Before we look at the benefits that log analysis can offer you, let’s take a moment to understand what logs actually are. Logs – or log entries – are messages that are generated automatically while the software is running. 

That software could be an application, operating system, firewall, networking logic, or embedded program running on an IoT device, to name just a few. Logs are generated from every level of the software stack.

Each entry (or log line) provides a record of what was happening or the state of the system at a given moment in time. They can be triggered by a wide range of events, from everyday routine behavior, such as users logging in to workstations or requests made to servers, to error conditions and unexpected failures. 

The precise format and content of a log entry varies, but will typically include a timestamp, log severity level, and message. Each log line is written to a log file and stored – sometimes for a few days or weeks (if the data is not required for regulatory reasons) and sometimes for months or even years.

Benefits of log analysis

Log analysis is the process of collating and normalizing log data to be parsed and processed for easier querying and providing visualizations of that data to identify patterns and anomalies.

Analyzing the data recorded in the log files from across your organization’s systems and applications will help you improve your offer’s services, enhance your security posture, and give you a better understanding of how your systems are used.

Troubleshooting failures

The primary use of log files is to provide visibility into how your software is behaving so that you can track down the cause of a problem. As computing trends towards more distributed systems, with applications made up of multiple services running on separate but connected machines, investigating the source of an issue has become more complex.

Collating and analyzing logs from the various components in a system makes it possible to join the dots and make sense of the events that led up to an error or failure. Automated log analysis speeds up this process by identifying patterns and anomalies to help you fix issues faster. Log data analysis can also be used to identify early warning signs that can alert you to similar problems earlier in the future.

- - -

» Task set:
(a) According to the text on log analysis, what three things does a log entry typically include?
(b) Write the next part of the log analysis text, picking up right after its last sentence.

- - -

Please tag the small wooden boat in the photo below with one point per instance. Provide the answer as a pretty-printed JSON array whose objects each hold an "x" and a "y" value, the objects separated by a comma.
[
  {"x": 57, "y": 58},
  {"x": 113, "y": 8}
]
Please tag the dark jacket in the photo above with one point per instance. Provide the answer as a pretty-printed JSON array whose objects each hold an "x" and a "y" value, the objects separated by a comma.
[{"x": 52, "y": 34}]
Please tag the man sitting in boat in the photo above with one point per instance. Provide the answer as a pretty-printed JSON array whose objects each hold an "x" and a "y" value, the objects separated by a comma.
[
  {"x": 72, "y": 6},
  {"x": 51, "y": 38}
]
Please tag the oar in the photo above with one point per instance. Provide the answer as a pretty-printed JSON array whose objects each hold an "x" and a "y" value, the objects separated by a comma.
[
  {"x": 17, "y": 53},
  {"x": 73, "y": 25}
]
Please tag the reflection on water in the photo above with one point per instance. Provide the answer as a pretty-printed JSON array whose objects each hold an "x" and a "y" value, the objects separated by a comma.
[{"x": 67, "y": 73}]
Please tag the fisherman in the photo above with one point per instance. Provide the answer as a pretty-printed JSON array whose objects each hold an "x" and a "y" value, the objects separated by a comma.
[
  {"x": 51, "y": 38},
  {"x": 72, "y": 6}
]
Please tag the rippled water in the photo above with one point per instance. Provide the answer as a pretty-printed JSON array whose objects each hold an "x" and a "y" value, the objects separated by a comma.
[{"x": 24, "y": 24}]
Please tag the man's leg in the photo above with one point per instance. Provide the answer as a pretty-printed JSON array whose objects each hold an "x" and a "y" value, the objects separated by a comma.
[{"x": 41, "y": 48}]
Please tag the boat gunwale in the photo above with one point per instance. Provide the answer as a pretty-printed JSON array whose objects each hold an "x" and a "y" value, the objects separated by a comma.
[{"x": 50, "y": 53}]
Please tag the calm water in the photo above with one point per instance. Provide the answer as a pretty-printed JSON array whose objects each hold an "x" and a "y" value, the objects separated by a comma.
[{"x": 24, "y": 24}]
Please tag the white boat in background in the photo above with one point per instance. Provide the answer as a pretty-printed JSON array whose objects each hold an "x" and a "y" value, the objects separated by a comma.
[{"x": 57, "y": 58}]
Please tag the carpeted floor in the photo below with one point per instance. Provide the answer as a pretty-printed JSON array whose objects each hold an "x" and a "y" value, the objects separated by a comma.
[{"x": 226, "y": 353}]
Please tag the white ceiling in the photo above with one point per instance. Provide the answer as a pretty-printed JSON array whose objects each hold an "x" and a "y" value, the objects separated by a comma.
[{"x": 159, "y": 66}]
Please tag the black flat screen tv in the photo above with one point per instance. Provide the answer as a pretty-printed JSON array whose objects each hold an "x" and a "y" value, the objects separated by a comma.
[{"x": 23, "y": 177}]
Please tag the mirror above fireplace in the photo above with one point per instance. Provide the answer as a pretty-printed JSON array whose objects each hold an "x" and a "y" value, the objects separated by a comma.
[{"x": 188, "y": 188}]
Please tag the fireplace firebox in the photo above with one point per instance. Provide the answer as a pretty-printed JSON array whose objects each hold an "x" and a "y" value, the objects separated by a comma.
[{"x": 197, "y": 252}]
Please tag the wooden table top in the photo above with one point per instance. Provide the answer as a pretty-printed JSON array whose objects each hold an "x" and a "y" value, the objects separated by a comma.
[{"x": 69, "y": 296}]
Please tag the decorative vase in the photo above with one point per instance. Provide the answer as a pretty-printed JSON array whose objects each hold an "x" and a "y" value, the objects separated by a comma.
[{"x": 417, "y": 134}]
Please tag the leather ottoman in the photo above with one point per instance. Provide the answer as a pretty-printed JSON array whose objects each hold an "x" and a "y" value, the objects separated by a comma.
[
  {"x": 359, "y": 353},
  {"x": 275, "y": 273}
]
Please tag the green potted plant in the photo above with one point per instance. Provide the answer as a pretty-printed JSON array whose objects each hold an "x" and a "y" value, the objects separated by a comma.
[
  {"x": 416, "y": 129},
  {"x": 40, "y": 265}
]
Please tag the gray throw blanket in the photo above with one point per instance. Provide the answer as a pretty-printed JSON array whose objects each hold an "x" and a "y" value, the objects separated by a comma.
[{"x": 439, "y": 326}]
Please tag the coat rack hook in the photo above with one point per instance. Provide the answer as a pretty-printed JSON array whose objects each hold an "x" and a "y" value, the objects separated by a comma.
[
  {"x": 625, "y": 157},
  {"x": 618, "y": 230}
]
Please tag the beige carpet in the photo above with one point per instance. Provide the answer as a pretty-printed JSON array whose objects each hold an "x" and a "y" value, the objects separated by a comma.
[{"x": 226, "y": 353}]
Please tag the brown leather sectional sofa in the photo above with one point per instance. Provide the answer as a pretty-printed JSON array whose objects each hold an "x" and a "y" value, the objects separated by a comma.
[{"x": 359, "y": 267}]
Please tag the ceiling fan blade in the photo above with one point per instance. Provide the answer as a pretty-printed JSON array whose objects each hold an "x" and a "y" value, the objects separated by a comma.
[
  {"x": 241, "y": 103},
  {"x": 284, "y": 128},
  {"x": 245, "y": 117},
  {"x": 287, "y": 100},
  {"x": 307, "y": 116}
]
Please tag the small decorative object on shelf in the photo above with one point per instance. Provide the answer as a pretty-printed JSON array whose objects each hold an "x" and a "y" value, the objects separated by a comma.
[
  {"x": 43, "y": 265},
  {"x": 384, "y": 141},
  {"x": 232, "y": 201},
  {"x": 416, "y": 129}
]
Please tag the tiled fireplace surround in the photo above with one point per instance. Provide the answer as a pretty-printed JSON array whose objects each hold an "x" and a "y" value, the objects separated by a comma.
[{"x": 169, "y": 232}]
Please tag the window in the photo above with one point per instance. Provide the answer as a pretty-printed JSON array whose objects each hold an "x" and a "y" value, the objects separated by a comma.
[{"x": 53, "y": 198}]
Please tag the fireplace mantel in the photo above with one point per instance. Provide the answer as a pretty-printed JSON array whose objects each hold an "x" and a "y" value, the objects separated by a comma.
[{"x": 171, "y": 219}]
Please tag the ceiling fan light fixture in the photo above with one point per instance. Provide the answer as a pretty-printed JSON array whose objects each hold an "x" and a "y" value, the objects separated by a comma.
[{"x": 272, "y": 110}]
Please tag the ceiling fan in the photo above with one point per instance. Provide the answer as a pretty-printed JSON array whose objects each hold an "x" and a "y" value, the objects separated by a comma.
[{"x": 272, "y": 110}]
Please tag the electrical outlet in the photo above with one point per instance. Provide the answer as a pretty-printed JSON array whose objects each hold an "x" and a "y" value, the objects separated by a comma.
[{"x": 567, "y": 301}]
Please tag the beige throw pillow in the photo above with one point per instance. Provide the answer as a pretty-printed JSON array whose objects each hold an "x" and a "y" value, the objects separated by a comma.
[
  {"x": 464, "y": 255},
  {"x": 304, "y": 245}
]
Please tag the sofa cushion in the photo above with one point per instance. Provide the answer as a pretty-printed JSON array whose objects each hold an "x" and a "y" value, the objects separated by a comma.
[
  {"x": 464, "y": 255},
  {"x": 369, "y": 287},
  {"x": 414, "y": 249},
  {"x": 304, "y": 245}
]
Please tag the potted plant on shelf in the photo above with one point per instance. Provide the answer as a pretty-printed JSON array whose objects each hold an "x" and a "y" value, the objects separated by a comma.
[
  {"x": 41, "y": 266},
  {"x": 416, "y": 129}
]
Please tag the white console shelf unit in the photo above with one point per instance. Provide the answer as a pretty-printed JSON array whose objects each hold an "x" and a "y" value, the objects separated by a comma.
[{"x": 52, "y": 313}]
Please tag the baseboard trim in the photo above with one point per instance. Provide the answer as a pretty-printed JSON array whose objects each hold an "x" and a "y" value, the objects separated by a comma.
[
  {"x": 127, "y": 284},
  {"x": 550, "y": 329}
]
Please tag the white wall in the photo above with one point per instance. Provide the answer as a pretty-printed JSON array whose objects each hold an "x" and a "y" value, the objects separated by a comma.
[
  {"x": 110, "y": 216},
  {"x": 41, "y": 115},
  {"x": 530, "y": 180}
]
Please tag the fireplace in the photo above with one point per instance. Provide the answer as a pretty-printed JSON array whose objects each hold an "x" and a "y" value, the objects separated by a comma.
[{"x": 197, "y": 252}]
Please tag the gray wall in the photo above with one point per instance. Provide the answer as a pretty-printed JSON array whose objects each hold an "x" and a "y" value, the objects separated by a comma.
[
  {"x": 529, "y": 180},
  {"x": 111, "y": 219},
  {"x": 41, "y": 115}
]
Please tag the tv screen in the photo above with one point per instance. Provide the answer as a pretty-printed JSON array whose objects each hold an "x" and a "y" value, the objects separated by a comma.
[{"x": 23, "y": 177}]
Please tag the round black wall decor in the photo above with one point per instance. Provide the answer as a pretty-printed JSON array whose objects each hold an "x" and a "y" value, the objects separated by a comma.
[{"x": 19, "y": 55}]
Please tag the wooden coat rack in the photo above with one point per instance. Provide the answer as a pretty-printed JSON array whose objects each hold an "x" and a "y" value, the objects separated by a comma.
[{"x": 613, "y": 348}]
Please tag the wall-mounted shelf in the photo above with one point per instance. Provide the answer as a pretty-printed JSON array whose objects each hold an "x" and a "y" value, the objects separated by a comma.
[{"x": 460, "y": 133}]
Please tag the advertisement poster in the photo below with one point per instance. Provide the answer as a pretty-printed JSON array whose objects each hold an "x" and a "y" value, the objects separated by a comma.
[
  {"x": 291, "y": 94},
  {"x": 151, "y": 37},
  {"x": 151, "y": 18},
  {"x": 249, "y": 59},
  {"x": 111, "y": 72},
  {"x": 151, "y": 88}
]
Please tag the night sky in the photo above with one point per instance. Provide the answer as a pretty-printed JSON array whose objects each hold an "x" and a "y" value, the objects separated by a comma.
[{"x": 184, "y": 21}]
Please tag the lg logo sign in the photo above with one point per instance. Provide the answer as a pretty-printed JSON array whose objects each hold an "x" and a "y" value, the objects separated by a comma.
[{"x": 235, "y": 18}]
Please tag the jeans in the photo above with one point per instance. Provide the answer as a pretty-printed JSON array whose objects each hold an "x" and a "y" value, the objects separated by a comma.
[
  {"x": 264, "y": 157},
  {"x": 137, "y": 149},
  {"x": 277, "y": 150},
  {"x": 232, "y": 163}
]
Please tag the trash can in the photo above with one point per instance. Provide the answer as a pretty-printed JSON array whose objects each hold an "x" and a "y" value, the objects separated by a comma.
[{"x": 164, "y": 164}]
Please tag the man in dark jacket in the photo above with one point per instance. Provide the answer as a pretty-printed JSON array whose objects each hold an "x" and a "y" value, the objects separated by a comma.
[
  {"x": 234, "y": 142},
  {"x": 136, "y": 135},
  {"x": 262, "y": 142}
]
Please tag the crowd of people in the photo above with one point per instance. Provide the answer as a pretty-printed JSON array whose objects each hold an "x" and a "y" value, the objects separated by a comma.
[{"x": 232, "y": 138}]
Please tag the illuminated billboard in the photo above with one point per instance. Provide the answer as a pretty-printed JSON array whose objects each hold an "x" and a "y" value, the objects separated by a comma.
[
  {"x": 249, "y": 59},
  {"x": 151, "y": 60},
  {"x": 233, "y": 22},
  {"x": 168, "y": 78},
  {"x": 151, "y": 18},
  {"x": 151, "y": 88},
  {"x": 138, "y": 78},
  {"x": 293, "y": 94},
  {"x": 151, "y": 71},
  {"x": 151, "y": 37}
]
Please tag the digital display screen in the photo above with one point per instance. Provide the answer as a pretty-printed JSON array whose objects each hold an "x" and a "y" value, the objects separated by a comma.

- - -

» Response list:
(a) A timestamp, a log severity level, and a message.

(b)
Proactive monitoring and observability

The benefits of automated log analysis go further than troubleshooting issues that have already occurred. By analyzing log data in real-time, you can spot emerging issues before any real damage is done.

Observability solutions take these techniques a step further, using machine learning to maintain a constantly evolving picture of normal operations, with alerts triggered whenever anomalous behavior patterns are detected.

Taking a proactive approach to anomaly detection and troubleshooting can significantly reduce the number of serious and critical failures that occur in your production systems and reduce mean time to resolution (MTTR) for issues that arise. The result is a better experience for your users and fewer interruptions to business activities.

Security forensics

Observability and monitoring play an essential role in detecting early signs of an attack and containing threats. If a malicious actor does breach your defenses, log files often provide clues regarding how the attack was executed and the extent of the damage perpetrated or the data leaked.

Log data analysis expedites this process by drawing connections between activities, such as user account activity taking place out of hours coupled with unusual data access patterns or privilege escalation. 

As well as providing the data required for reporting and audit compliance, this knowledge of how an attack was executed is essential for strengthening your defenses against similar threats in the future.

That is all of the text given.